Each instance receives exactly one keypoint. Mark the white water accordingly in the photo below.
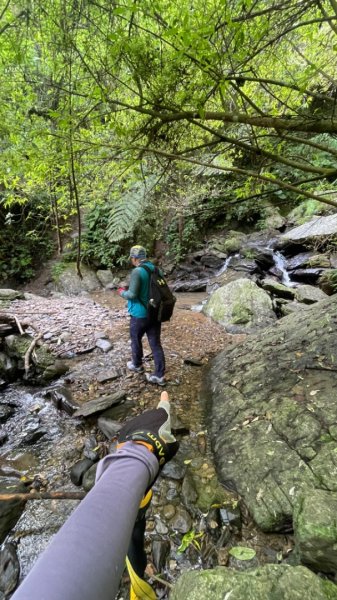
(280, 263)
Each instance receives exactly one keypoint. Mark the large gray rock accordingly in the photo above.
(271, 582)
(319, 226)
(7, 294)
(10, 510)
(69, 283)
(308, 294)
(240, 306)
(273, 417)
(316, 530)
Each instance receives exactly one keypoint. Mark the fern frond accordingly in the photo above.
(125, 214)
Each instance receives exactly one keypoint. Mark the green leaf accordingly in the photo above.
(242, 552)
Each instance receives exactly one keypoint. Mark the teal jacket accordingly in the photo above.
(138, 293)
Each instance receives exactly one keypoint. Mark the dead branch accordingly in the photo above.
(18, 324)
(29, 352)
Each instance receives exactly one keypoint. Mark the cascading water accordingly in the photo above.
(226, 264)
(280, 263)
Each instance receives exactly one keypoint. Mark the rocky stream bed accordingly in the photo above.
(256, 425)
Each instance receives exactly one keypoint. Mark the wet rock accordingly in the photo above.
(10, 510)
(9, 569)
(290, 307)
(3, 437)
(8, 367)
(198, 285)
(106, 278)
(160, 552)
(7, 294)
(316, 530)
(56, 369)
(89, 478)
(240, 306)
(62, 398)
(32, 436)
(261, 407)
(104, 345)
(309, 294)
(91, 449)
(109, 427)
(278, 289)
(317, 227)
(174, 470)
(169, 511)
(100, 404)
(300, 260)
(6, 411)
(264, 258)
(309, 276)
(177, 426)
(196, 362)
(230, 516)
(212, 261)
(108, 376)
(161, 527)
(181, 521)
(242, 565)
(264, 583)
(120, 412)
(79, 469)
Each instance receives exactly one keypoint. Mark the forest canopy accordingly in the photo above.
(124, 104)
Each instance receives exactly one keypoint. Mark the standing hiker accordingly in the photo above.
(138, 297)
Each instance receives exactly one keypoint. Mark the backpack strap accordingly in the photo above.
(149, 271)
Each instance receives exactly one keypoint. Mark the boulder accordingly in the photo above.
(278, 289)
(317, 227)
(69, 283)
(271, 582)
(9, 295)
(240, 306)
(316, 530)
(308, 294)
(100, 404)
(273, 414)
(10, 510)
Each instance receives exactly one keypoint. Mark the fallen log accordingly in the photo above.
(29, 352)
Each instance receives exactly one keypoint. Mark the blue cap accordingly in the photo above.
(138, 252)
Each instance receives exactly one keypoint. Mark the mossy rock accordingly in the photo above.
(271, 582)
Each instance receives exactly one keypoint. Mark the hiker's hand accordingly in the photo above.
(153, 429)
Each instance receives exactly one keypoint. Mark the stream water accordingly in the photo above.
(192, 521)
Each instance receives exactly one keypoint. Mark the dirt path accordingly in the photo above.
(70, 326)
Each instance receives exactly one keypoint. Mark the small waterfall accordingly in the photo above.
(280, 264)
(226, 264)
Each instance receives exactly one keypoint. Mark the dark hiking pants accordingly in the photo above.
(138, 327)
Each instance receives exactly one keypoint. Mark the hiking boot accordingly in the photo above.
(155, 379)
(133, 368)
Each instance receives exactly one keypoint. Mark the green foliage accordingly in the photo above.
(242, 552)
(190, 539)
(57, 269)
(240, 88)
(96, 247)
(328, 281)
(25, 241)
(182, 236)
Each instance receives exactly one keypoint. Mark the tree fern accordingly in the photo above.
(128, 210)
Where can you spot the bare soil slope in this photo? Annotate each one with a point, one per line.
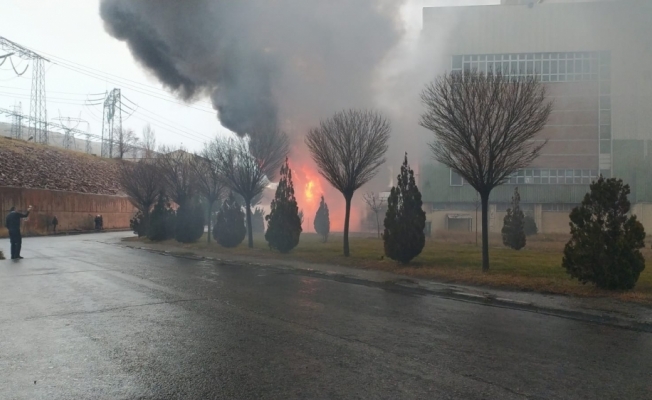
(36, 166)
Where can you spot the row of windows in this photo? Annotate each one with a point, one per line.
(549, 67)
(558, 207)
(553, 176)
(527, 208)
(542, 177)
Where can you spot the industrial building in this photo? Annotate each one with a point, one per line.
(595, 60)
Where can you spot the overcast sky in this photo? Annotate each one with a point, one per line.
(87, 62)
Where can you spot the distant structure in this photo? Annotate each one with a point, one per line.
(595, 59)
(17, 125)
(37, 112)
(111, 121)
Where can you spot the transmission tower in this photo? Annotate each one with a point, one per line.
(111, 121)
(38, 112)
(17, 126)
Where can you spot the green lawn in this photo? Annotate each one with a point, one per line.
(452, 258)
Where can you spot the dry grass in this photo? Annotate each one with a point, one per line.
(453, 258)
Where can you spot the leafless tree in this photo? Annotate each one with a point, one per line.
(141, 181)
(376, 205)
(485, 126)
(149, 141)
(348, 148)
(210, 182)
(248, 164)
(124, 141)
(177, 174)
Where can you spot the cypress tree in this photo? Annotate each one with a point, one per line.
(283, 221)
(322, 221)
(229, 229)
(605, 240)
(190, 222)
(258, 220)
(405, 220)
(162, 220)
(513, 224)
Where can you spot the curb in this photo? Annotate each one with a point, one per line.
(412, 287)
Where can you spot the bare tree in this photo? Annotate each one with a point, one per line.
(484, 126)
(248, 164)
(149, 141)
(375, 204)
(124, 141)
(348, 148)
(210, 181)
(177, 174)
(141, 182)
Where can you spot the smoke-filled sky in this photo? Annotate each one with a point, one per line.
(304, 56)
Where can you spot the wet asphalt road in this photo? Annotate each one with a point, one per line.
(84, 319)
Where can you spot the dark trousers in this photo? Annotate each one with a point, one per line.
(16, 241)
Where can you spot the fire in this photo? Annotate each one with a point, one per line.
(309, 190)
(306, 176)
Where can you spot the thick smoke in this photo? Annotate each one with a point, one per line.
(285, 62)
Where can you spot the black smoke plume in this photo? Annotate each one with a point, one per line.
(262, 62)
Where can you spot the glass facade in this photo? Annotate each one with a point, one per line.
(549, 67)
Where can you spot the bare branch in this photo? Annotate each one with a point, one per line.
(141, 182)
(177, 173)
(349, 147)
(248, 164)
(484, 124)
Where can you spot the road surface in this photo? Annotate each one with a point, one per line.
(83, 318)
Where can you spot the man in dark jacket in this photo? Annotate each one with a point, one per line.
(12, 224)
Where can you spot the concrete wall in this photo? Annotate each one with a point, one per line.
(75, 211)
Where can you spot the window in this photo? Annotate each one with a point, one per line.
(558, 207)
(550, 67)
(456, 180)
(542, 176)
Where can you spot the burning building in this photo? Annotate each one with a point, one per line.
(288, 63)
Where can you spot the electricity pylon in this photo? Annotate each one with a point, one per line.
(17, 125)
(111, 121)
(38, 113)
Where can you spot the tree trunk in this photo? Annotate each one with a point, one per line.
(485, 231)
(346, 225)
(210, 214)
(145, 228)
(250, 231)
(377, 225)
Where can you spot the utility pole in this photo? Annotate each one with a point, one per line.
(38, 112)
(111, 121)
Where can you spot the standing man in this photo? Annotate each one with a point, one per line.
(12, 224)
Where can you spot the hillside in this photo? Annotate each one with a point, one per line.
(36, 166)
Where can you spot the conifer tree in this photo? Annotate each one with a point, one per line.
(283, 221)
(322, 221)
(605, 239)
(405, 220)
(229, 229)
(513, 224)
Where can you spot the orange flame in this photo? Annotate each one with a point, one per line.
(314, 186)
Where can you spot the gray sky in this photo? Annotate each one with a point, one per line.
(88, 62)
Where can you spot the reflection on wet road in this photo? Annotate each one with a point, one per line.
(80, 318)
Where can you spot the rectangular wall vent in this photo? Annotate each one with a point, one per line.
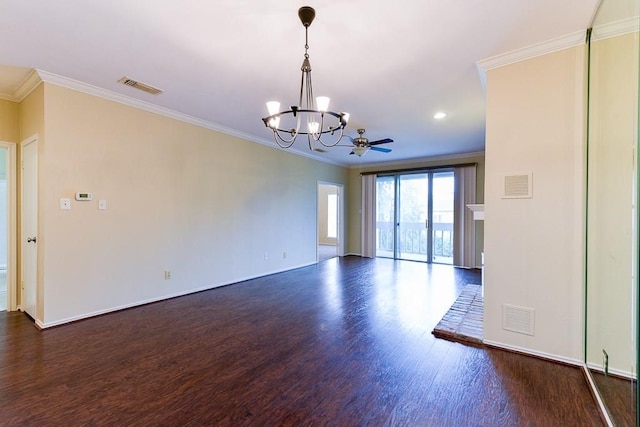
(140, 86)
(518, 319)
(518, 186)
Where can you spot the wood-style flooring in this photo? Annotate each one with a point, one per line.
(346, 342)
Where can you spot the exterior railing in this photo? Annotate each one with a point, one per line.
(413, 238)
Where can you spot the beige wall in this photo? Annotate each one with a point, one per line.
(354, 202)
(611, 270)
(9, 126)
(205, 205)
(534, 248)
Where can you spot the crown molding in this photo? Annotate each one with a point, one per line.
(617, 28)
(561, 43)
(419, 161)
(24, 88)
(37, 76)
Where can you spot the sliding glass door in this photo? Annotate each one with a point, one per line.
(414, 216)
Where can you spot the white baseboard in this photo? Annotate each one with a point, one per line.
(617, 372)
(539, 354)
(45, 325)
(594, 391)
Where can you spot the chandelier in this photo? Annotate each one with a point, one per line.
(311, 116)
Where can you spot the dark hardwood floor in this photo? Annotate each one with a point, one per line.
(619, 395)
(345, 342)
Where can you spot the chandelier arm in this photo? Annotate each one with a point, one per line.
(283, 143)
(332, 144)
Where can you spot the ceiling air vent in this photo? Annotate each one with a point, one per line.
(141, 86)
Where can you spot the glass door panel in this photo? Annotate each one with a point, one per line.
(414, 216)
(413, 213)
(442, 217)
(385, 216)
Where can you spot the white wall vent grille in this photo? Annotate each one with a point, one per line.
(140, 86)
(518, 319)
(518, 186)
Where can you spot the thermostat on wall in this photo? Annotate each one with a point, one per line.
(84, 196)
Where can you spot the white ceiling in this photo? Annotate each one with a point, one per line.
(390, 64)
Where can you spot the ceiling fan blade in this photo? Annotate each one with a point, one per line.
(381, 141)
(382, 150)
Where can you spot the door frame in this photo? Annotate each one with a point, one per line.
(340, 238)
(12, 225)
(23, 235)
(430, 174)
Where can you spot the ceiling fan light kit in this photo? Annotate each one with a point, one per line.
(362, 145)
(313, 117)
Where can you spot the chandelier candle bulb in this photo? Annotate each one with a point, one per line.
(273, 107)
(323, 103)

# TASK REQUIREMENTS
Return the line that contains "Where can you spot the door" along with every line after it through the end of the entries, exactly, adding nothing.

# EXERCISE RESULT
Where can you spot the door frame in this photo? Annotate each one with a point, one per line.
(340, 238)
(12, 225)
(23, 235)
(430, 174)
Where can you spot the ceiling fan light kit in this photo? Annotate each one with a point, one per line.
(362, 145)
(313, 117)
Where can you spot the chandelier candle bulb in this photo? Annotate each one with a point, one per line.
(273, 107)
(323, 103)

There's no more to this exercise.